(Point annotation records)
================================

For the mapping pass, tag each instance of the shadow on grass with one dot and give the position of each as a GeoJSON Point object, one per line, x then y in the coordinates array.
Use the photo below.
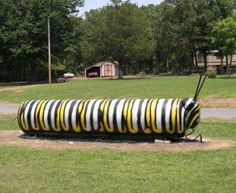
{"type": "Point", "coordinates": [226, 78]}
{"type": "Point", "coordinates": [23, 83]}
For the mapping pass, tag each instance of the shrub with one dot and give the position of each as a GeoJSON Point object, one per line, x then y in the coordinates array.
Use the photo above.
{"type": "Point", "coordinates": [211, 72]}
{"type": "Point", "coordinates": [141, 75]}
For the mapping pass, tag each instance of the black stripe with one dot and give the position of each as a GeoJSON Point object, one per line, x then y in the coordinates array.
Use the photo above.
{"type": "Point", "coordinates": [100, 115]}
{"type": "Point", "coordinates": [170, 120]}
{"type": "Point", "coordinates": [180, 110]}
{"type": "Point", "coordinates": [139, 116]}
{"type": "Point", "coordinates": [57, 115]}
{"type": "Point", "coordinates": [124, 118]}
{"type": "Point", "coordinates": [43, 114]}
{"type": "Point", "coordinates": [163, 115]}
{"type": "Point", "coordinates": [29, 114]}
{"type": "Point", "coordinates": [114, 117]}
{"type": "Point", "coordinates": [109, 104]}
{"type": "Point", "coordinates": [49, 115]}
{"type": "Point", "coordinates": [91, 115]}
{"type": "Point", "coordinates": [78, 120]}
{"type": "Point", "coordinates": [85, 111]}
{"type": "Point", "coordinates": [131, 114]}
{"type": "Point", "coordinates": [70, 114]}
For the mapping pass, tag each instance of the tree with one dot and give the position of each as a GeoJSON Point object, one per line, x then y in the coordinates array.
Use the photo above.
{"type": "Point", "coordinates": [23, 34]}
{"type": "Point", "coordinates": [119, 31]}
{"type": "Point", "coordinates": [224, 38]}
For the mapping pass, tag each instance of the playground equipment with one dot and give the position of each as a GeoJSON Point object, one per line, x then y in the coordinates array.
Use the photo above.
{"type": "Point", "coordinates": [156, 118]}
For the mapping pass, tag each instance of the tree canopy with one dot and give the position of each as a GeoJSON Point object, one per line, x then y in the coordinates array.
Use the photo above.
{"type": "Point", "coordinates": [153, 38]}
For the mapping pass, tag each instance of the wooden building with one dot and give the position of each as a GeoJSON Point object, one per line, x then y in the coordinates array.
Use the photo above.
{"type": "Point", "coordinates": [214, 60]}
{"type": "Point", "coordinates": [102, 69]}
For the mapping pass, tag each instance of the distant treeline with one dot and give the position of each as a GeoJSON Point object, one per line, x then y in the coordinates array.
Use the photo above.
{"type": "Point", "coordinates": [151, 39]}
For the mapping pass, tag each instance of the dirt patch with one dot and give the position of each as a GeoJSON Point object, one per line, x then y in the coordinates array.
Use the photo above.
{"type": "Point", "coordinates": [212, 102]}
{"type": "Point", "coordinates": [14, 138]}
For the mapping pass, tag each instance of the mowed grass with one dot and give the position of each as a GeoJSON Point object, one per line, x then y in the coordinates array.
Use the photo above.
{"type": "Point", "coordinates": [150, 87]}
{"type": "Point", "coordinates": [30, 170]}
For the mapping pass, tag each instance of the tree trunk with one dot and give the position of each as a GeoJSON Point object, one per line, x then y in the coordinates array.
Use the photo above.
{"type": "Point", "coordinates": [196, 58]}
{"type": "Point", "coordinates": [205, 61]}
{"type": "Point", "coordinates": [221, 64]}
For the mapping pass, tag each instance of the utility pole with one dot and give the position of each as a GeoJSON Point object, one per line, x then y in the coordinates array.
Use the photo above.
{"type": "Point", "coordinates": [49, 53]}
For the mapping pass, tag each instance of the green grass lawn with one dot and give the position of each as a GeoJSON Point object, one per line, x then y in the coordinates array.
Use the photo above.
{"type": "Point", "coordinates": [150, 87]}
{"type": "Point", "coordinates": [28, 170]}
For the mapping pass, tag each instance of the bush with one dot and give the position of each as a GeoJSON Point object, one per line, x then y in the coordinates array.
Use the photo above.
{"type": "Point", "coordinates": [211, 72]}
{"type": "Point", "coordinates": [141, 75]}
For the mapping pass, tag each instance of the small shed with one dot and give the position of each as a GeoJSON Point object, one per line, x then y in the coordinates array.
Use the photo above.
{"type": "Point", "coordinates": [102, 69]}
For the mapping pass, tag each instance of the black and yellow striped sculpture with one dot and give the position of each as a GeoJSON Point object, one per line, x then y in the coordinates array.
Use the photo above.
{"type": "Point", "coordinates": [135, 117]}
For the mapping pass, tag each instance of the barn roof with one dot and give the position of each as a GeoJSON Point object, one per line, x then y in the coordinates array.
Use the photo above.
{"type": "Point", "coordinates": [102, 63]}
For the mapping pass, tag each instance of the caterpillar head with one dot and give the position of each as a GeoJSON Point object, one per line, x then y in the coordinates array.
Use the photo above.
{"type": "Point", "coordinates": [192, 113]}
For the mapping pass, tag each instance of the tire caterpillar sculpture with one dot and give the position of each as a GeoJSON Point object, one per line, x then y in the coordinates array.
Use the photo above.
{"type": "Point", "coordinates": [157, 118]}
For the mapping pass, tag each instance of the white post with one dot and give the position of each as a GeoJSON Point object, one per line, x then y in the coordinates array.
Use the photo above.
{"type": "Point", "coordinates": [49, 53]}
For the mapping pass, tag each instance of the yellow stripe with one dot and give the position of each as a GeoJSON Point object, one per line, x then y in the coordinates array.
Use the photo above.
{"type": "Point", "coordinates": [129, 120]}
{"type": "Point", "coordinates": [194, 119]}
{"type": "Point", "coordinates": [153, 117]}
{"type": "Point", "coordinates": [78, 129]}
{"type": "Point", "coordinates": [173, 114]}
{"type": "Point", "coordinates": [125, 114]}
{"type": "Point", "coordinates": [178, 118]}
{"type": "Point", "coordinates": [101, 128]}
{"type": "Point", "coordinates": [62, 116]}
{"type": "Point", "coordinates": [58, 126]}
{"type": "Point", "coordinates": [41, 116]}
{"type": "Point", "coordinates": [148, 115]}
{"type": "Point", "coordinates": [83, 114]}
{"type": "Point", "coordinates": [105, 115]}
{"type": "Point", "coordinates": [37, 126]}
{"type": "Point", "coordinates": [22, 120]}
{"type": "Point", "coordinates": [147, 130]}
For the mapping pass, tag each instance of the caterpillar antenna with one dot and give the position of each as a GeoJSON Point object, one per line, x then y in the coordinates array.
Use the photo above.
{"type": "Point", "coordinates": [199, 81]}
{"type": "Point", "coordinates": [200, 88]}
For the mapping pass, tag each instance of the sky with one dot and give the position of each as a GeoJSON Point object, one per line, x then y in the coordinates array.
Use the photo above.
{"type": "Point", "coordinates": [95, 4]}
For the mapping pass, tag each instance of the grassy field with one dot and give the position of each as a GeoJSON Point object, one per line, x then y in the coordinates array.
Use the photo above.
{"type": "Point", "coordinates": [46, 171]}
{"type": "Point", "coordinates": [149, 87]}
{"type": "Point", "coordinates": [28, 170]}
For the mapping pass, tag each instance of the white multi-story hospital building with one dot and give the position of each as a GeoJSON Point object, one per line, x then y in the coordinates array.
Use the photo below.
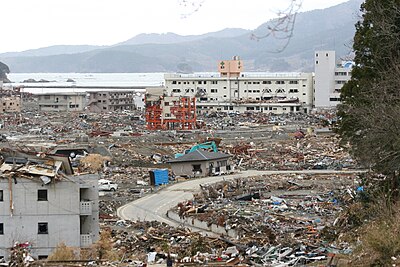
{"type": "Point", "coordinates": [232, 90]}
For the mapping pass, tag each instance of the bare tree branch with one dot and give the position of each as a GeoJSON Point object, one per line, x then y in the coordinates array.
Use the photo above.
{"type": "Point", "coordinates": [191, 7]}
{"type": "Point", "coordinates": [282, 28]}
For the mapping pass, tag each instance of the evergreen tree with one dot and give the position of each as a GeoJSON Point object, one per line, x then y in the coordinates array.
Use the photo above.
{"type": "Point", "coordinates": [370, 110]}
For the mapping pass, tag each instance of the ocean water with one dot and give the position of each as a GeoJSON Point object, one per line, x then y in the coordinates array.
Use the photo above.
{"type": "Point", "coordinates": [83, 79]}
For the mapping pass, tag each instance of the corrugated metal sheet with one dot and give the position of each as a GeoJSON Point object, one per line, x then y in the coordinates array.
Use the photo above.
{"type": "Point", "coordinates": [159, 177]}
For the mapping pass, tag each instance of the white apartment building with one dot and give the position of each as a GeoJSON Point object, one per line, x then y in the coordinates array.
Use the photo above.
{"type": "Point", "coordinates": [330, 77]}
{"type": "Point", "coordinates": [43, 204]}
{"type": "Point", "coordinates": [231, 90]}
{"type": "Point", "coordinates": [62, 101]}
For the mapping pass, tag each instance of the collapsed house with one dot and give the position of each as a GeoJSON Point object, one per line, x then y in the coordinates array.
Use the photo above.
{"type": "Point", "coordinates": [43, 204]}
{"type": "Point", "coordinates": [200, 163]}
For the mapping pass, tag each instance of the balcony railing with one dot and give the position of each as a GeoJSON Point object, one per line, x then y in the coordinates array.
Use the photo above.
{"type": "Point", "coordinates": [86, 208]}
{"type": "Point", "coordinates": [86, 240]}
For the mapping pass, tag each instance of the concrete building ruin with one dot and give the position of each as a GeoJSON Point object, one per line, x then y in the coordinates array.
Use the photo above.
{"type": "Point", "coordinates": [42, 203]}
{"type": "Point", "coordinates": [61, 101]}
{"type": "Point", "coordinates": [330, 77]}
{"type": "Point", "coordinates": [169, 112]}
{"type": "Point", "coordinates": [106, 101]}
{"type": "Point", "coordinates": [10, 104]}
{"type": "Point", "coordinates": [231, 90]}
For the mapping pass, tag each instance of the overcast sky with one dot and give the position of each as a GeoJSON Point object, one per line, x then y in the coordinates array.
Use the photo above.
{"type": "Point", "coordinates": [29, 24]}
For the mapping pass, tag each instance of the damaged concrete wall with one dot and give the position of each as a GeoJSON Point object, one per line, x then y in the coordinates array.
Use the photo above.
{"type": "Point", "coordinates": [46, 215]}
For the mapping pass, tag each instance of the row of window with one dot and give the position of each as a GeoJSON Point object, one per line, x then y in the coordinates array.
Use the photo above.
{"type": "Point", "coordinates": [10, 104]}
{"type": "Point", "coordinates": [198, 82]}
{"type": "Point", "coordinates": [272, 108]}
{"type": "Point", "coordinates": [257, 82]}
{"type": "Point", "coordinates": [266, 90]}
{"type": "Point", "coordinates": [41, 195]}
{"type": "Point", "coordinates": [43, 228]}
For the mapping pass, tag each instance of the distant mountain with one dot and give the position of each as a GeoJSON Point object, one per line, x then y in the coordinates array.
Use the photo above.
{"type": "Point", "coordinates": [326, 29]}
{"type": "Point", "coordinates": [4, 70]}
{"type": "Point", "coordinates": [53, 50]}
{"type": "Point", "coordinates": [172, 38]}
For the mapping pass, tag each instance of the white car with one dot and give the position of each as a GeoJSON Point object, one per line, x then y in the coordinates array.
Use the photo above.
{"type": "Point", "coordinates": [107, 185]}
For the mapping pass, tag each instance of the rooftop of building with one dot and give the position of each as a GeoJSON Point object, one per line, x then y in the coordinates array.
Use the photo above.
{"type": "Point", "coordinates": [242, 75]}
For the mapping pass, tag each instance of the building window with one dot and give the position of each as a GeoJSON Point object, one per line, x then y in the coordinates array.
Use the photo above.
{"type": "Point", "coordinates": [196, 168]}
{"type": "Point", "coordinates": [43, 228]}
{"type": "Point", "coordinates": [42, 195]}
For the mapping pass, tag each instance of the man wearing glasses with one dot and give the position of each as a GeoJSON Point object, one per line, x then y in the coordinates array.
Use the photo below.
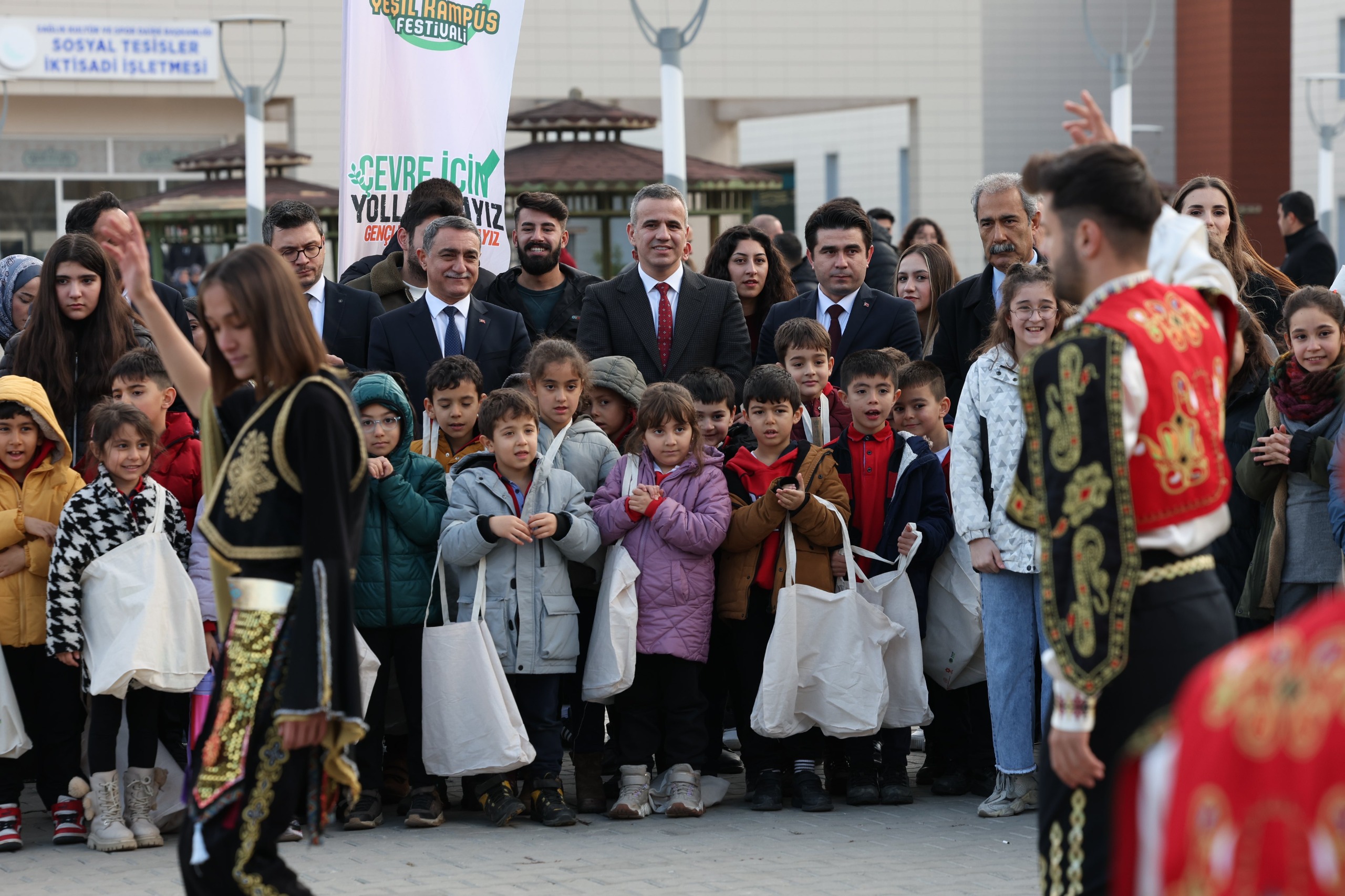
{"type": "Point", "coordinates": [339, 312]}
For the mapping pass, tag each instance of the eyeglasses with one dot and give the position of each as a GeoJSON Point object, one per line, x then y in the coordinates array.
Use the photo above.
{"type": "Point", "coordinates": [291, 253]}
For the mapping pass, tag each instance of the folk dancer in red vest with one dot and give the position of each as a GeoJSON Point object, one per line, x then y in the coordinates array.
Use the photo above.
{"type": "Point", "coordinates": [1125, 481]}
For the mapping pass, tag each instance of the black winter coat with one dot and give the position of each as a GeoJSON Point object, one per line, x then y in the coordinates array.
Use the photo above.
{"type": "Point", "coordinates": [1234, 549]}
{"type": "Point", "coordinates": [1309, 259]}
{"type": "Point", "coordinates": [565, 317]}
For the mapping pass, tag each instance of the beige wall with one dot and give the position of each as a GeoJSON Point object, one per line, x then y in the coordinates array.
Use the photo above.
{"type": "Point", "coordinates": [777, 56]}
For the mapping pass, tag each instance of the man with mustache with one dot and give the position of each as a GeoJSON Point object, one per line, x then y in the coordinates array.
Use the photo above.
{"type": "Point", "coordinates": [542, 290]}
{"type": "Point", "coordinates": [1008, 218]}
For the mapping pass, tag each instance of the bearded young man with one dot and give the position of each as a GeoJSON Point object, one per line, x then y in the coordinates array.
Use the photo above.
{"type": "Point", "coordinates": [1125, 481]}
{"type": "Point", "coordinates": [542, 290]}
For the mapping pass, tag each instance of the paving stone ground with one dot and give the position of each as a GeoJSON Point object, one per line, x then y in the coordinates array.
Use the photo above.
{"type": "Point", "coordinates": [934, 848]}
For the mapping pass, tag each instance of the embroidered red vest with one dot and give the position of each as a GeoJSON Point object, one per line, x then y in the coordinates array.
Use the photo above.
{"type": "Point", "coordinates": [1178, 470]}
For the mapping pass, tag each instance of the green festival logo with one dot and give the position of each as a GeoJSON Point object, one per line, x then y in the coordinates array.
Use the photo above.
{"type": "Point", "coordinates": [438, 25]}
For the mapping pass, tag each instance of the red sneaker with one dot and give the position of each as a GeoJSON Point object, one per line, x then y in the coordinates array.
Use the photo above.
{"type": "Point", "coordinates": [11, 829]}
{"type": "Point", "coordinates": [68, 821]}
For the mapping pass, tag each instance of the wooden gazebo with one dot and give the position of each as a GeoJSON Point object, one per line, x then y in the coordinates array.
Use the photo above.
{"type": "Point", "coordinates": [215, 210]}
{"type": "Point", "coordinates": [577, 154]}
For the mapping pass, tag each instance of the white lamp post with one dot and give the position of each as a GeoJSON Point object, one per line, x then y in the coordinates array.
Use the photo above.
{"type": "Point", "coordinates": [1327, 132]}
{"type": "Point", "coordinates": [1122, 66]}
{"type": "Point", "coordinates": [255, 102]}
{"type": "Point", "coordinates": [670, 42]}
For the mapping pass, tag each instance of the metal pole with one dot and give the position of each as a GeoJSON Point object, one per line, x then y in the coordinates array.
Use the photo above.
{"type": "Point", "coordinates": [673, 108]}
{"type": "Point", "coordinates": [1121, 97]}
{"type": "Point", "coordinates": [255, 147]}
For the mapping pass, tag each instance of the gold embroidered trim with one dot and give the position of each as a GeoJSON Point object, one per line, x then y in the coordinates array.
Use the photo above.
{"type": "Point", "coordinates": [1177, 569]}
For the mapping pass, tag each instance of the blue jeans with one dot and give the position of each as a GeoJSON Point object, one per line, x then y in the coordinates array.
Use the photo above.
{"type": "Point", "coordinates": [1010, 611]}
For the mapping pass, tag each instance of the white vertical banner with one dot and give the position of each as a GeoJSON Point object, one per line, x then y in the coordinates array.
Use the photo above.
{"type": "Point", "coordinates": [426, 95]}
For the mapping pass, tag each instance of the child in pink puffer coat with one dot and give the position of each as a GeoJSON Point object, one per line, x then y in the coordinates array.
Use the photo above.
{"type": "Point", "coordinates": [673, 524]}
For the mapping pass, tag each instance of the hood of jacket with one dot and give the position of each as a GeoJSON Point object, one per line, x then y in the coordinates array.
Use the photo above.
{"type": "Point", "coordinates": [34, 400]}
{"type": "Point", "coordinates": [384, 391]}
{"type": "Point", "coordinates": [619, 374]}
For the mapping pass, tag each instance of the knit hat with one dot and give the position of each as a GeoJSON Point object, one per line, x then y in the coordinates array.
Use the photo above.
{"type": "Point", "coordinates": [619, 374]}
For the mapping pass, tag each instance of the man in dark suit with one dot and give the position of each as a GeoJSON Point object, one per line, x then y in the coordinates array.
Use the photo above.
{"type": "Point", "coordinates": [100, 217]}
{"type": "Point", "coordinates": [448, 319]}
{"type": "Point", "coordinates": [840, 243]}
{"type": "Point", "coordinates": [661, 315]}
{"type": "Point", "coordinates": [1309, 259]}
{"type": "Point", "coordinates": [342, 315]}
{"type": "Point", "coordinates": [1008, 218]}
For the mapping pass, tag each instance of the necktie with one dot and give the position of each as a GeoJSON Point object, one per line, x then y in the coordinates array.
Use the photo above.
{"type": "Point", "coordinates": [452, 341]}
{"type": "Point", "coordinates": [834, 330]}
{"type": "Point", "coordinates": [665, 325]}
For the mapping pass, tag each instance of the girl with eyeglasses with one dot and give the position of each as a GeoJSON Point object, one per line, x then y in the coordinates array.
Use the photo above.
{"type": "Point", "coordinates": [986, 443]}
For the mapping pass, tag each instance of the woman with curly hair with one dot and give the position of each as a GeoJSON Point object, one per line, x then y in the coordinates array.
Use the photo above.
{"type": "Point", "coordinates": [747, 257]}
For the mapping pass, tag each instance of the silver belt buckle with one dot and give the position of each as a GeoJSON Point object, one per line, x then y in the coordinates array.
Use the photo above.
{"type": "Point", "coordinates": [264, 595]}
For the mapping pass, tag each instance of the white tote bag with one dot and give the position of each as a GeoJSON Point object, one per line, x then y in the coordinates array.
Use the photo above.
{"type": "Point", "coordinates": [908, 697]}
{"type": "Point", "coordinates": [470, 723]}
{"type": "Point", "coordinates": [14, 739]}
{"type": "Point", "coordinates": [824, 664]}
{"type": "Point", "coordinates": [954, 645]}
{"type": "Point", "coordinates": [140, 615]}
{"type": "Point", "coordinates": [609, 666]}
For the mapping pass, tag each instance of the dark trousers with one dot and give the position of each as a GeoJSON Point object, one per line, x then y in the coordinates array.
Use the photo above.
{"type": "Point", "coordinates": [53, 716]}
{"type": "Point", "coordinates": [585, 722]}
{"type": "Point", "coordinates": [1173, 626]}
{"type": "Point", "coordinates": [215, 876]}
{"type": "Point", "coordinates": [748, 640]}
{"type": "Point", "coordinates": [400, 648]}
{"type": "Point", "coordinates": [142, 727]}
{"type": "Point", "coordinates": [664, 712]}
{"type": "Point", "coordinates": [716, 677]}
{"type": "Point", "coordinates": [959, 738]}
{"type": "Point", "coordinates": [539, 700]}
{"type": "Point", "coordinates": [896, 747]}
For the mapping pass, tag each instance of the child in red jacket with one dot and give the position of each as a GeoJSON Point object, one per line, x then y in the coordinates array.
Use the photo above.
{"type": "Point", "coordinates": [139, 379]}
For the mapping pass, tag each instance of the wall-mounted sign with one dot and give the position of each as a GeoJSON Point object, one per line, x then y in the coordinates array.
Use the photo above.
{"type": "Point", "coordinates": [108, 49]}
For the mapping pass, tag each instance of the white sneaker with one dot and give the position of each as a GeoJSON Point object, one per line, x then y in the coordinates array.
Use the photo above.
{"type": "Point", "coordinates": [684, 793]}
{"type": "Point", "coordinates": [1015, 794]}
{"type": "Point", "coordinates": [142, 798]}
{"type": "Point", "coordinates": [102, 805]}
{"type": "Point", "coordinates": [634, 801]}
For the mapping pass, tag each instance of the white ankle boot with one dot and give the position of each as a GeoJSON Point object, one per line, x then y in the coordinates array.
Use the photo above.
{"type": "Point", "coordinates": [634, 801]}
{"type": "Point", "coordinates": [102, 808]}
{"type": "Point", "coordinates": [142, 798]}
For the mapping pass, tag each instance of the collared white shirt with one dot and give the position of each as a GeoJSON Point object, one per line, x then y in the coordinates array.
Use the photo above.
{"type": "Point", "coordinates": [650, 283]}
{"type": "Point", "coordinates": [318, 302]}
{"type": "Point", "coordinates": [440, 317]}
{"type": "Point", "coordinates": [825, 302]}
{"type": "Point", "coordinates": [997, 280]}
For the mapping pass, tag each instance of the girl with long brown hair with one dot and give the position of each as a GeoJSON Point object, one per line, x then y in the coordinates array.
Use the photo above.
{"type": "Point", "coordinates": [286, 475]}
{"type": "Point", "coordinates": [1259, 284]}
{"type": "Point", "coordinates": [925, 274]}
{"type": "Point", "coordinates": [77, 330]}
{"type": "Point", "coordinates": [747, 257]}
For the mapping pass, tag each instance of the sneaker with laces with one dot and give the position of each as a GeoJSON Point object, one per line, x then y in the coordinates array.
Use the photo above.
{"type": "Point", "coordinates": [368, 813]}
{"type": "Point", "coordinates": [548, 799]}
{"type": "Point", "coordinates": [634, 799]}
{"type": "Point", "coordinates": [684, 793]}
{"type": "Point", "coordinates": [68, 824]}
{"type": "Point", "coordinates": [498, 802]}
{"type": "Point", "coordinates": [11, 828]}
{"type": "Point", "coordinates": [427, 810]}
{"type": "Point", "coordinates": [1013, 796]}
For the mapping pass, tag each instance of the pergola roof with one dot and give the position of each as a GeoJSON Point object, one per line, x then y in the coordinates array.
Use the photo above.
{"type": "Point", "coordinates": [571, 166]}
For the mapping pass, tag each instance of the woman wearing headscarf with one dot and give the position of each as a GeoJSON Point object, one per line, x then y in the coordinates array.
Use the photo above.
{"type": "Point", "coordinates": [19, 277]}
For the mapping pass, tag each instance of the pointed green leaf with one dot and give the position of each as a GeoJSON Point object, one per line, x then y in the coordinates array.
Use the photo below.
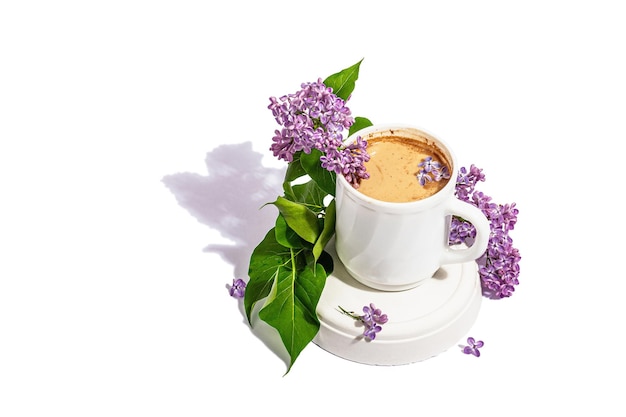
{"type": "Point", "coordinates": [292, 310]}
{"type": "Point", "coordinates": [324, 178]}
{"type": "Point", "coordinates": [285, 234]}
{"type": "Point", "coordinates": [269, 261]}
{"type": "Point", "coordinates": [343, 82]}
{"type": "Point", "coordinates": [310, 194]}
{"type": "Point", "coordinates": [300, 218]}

================================

— WORK REQUIRED —
Beginning with the line that holds "For the mapping pass, tag each instance of the pergola", output each line to the end of the material above, exactly, omitting the pictures.

— RESPONSE —
For the mapping pass, tag each instance of the pergola roof with one dot and give the position of each as a GeoJSON Point object, one per line, x then y in the coordinates array.
Use the photo above.
{"type": "Point", "coordinates": [571, 166]}
For the mapping pass, tag each instance of the woman wearing headscarf with one dot and give the position of each as a GeoJSON Point object, one per line, x then y in the coordinates array.
Use the photo above.
{"type": "Point", "coordinates": [19, 277]}
For the mapping pass, tag each instance of the pointed green leaf with one dot and give the position of each as a GeoJSON Point object, one per line, x then y in the coordinates array.
Use the photo below.
{"type": "Point", "coordinates": [292, 310]}
{"type": "Point", "coordinates": [324, 178]}
{"type": "Point", "coordinates": [285, 234]}
{"type": "Point", "coordinates": [269, 261]}
{"type": "Point", "coordinates": [343, 82]}
{"type": "Point", "coordinates": [310, 194]}
{"type": "Point", "coordinates": [300, 218]}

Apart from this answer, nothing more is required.